-- Objective --
Rewrite every one of the rows below, replacing each occurrence of "photo" with "image" and leaving all other text unchanged. Omit the pictures from your answer.

Entries taken from a collection
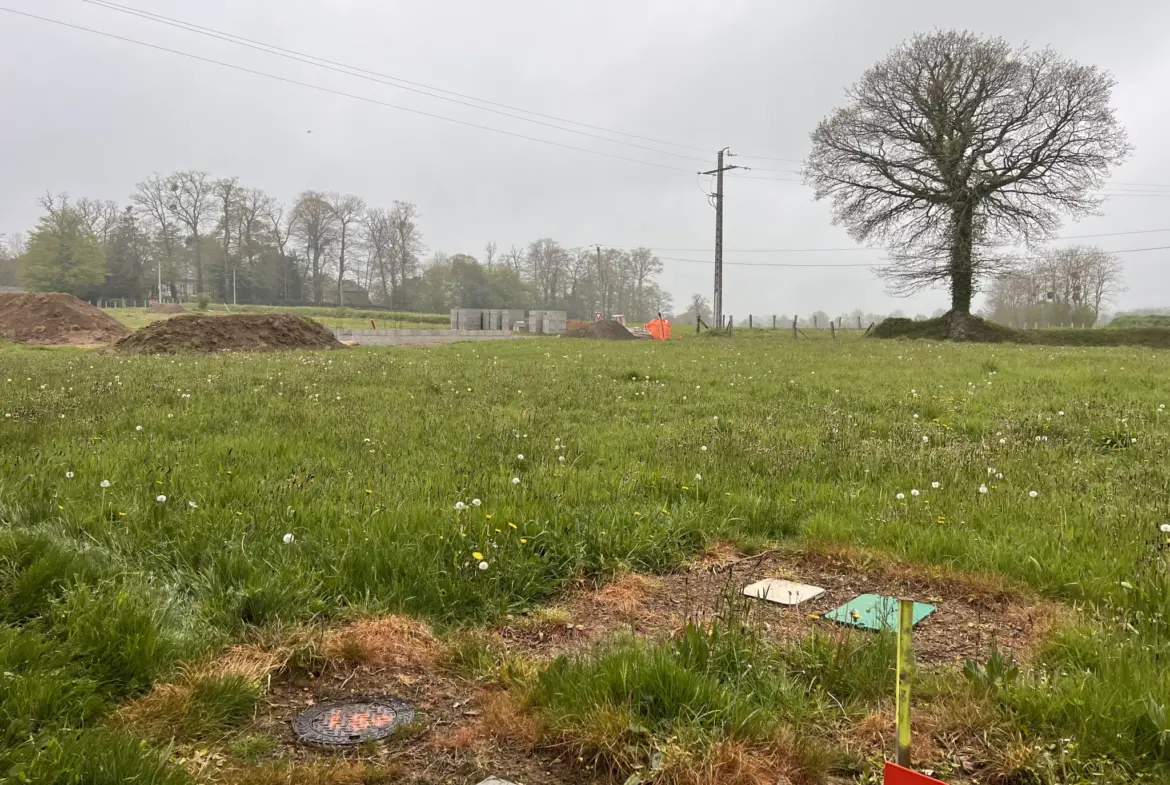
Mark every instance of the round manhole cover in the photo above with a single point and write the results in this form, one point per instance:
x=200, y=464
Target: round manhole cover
x=352, y=721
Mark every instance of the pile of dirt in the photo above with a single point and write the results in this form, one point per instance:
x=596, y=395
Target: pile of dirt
x=166, y=308
x=55, y=318
x=235, y=332
x=605, y=330
x=982, y=331
x=972, y=329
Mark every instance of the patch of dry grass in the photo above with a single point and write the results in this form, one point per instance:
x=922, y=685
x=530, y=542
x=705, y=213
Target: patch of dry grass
x=393, y=641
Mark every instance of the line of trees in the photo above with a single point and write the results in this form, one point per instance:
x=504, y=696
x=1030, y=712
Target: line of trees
x=208, y=238
x=1066, y=286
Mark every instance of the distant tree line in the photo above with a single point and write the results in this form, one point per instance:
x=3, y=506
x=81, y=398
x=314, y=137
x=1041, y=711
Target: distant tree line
x=214, y=239
x=1066, y=286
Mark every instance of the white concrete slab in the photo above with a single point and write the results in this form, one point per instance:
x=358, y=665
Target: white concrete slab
x=782, y=592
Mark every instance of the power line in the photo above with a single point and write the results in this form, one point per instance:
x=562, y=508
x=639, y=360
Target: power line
x=339, y=93
x=880, y=263
x=854, y=248
x=391, y=81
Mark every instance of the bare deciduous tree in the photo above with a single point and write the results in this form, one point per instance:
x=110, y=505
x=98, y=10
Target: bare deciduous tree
x=348, y=211
x=191, y=200
x=151, y=198
x=955, y=145
x=406, y=243
x=514, y=257
x=315, y=226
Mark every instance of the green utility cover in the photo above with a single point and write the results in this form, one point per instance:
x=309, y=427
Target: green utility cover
x=875, y=612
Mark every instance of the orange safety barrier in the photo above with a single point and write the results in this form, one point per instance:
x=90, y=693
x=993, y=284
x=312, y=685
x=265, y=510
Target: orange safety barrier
x=659, y=329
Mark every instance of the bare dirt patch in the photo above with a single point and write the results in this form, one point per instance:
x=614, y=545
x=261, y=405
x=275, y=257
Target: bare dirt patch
x=972, y=612
x=55, y=318
x=604, y=330
x=233, y=332
x=458, y=736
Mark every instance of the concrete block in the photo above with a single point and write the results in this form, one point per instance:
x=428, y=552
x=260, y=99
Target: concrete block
x=782, y=592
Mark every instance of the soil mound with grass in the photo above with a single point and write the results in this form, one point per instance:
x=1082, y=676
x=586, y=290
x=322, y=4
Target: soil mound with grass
x=605, y=330
x=254, y=332
x=166, y=308
x=53, y=318
x=942, y=329
x=982, y=331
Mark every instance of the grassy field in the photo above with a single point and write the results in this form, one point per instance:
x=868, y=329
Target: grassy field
x=330, y=317
x=158, y=515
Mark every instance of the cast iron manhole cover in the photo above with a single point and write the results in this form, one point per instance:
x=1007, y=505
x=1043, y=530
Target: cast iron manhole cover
x=352, y=721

-- Expected answer --
Mark every instance of the round manhole cover in the image above with a single point and write the results in this form, one point per instance:
x=200, y=464
Target: round manhole cover
x=352, y=721
Mark every instance of the pile of dirt in the image above with a single point and write the results in this form, one point per instance:
x=596, y=395
Target: pile of dirt
x=166, y=308
x=55, y=318
x=235, y=332
x=605, y=330
x=982, y=331
x=972, y=329
Mark every instance of the patch of dry grass in the image above with a single point and write the results in this form, one point per instance:
x=922, y=685
x=530, y=542
x=705, y=213
Target: patch of dry grass
x=393, y=641
Mark every instance of the line of trees in the image above with a single point and write the results in this form, one point per instance:
x=504, y=696
x=1030, y=712
Target: line of trees
x=208, y=238
x=1066, y=286
Mark every instance of the distant tree line in the image above with a single point and write the results in this form, one point per instance:
x=3, y=506
x=81, y=398
x=314, y=137
x=1041, y=711
Target: distant tree line
x=214, y=239
x=1066, y=286
Mark every instance of the white concrete slab in the image above with a single point and write the results in this form, one point per instance:
x=358, y=665
Target: white concrete slab
x=782, y=592
Mark every instance of the power line in the image above with a single point and write the results in this form, one point per instance:
x=562, y=508
x=639, y=360
Target: power line
x=339, y=93
x=880, y=263
x=854, y=248
x=391, y=81
Mark every instance of the bare deciduous tree in the image above with a single point and write the results in this form, one point per instance:
x=110, y=505
x=98, y=10
Target: bare deciduous tree
x=348, y=211
x=191, y=200
x=151, y=198
x=955, y=145
x=406, y=243
x=514, y=257
x=315, y=226
Mark every instance of the green utility cover in the image above with a single point and write the results in this form, one point per instance:
x=309, y=427
Target: green utility cover
x=875, y=612
Mark every instance of the orange safety barrier in the image above with a single point and write the results in this form, one point per instance:
x=90, y=693
x=993, y=284
x=312, y=685
x=265, y=510
Target: orange safety barrier
x=659, y=329
Mark every instance of the bare dirt patch in the image above with a single point and write the results in this form, one point per instance:
x=614, y=545
x=261, y=405
x=275, y=257
Target: bare dirt patch
x=972, y=612
x=55, y=318
x=604, y=330
x=233, y=332
x=458, y=736
Mark every instance of the concrete block in the image above with a single point and write the results in this form, one point per instance:
x=428, y=552
x=260, y=99
Target: concrete block
x=782, y=592
Mark every instance of the soil mound with grass in the image above with a single point and write the results in this form, one point per instance:
x=1082, y=676
x=586, y=290
x=322, y=4
Target: soil mound with grass
x=605, y=330
x=254, y=332
x=166, y=308
x=53, y=318
x=942, y=329
x=982, y=331
Mark every instance of the grassy field in the image above with a single point and write the results in this form, one point per instance:
x=868, y=329
Target: grassy field
x=330, y=317
x=158, y=515
Mark every instance of the cast iron manhole cover in the image above with a single point and write the results in this form, one point per instance:
x=1007, y=505
x=1043, y=530
Target: cast iron manhole cover
x=352, y=721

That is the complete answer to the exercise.